Write the listing out again, exactly as it appears.
++++++++
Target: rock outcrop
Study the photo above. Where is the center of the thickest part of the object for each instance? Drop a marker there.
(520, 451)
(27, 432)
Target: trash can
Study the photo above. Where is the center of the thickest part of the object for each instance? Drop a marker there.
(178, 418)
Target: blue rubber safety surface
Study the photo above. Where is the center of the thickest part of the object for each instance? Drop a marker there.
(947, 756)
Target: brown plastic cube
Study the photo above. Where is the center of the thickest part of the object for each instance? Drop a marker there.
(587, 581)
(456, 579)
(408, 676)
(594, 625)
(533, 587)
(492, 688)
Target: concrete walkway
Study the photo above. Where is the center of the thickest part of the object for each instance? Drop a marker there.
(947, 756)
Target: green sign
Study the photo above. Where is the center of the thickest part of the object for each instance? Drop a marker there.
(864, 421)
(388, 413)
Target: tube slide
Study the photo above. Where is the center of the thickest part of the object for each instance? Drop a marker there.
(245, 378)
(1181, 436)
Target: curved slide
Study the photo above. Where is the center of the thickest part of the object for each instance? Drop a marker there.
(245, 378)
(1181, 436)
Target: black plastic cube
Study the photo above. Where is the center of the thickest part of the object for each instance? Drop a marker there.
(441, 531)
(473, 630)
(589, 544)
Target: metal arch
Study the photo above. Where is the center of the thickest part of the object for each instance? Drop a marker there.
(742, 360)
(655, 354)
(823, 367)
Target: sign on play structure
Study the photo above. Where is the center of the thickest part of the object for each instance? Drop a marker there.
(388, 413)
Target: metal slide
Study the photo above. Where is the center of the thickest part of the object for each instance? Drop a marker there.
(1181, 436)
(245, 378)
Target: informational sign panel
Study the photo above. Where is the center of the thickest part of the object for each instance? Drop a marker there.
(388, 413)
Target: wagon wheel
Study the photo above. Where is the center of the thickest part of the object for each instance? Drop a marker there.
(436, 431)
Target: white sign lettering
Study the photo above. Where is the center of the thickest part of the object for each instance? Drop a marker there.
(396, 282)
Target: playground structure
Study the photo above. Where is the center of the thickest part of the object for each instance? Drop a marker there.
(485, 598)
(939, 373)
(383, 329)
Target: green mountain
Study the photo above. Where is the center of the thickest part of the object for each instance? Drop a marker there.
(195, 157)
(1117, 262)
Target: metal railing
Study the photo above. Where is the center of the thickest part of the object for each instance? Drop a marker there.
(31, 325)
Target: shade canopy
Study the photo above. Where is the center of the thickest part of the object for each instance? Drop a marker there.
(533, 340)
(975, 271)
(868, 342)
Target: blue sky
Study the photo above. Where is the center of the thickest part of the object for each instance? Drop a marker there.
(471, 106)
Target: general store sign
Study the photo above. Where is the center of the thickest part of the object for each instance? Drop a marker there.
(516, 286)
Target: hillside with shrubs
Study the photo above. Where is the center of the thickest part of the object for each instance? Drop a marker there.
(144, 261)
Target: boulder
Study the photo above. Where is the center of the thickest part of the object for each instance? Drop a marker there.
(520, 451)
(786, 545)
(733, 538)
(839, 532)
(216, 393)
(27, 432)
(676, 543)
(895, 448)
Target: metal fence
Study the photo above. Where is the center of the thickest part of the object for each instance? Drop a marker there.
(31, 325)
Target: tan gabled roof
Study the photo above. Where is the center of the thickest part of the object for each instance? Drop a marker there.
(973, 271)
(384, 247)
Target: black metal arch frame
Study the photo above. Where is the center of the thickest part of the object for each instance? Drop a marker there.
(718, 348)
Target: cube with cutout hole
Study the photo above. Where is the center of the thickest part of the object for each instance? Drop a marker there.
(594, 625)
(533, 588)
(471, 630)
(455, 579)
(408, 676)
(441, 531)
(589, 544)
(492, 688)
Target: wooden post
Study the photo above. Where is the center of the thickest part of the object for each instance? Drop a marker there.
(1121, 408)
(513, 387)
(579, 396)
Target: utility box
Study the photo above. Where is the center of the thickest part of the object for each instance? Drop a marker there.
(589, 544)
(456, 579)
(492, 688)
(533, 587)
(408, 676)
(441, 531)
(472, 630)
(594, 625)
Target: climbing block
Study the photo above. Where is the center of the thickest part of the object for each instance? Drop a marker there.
++++++++
### Result for this exercise
Target: rock outcrop
Study the photo above. Where is the center of the thickest part of the object for each instance? Drop a marker there.
(520, 451)
(27, 432)
Target: trash can
Study the photo above. Where is the center of the thickest part of the object for each instance? Drop a marker there.
(178, 418)
Target: blue rubber safety surface
Study the photo above. Where is the center of the thickest part of the object for each instance? Drop a marker there.
(947, 756)
Target: brown plastic cube
Study the photo above. Where is the center of the thickest part of the object for each instance? Drop a marker there.
(587, 581)
(456, 579)
(408, 676)
(594, 625)
(533, 587)
(492, 688)
Target: concrete walkway
Study the photo above. Where is the center of the thickest part of the object for each instance? Drop a marker there.
(947, 756)
Target: green sign
Study the photo above. Where is the center of the thickest part of the object for each instance? Drop a marker there.
(864, 421)
(388, 413)
Target: tube slide
Study the photo above. Where is the center of the thickest part of the object for each instance? Drop a marker there.
(245, 378)
(1181, 436)
Target: curved slide
Study the photo above. Where is the center of the thickest part of the object for each instance? Drop a marker there.
(245, 378)
(1181, 436)
Target: black plastic cube
Study the photo above. Where is the center of the thickest part of the object for each instance? Drop a marker there.
(441, 531)
(473, 630)
(589, 544)
Target: metal arch
Study the photo above. Where is the center of the thickest part of the object for each instance? Drop a marker there.
(742, 360)
(655, 354)
(823, 367)
Target: sign on play structure
Study the photo above. Where is the center of the thickest part of the object for each instance? Drop a marker there.
(388, 413)
Target: metal slide
Study the photo above. Where is the center of the thickest part of the object for each instance? Drop a marker there.
(1181, 436)
(245, 378)
Target: informational sign panel
Study the photo above. Where is the center of the thickest part of the object for each instance? Drop a marker there.
(388, 413)
Target: wagon wheel
Study the photo above. Where is the center of the thickest part of the object for each instance? Drop a marker there.
(436, 431)
Target: white sign lettering
Study the photo above. Where is the center of the thickest part of the object for each instance? Drop a marker there.
(396, 282)
Target: playground structure
Study the photo above. Where is the center of the thickest part of the object for each instance? Drop a marker there.
(485, 598)
(939, 373)
(383, 329)
Target: green mountain
Study the photo above. Where is the center of the thickest part of the object for each instance? Drop a marker there.
(195, 157)
(1117, 262)
Target: metal railing
Study the photo above. Where is the center of the thickest part of the object for each instance? Drop a marker there.
(31, 325)
Target: shade canopy
Study the photo above. Where is the center of the thickest part of the object for each instance? Drop a marker there.
(533, 340)
(975, 271)
(868, 342)
Target: blue sky
Study the photo above. Where is the center of the thickest part of the object for each instance? Drop a marker there.
(471, 106)
Target: general store sign
Study the photo above. Where is the center of the thickest part of the object for each instance? Drop a marker there.
(516, 286)
Target: hillside with shrubs
Study the photo above. Where is the center of the thickest part of the object for each instance? Drop a marker there.
(144, 261)
Target: boulder
Study the photo above. Where is the center of the thickest part of the object for each instance? Drop a marker there.
(520, 451)
(786, 545)
(733, 538)
(839, 532)
(216, 393)
(27, 432)
(676, 543)
(895, 448)
Target: metal fence
Study the photo above. Where is the center of the thickest part of the object for each instance? Drop a marker there.
(31, 325)
Target: tan gabled roof
Study the photo above. Where is the center of the thickest part of the object for each instance? Drop a marker there.
(973, 271)
(384, 247)
Target: black metal arch frame
Study the photo above. Where is the center of the thickest part of the object for each instance? Drop a marker there.
(718, 348)
Target: cube with cutout hole
Study the photo above. Where is the center of the thickest part of the object for each instance? Drop a marker there.
(594, 625)
(533, 588)
(471, 630)
(455, 579)
(408, 676)
(441, 531)
(589, 544)
(492, 688)
Target: wooden post
Study the photo above. Where is the center of the thickest part of the object for each instance? Drop a marker there.
(1121, 408)
(513, 387)
(579, 396)
Target: utility box
Study the photo above. Where is the center of the thickest part of the object for each instance? Drop a marker there.
(589, 544)
(456, 579)
(492, 688)
(533, 587)
(408, 676)
(441, 531)
(472, 630)
(594, 625)
Target: climbing block
Study the photo above. Where is the center of the thickest part of the object for each instance? Drop a marker there.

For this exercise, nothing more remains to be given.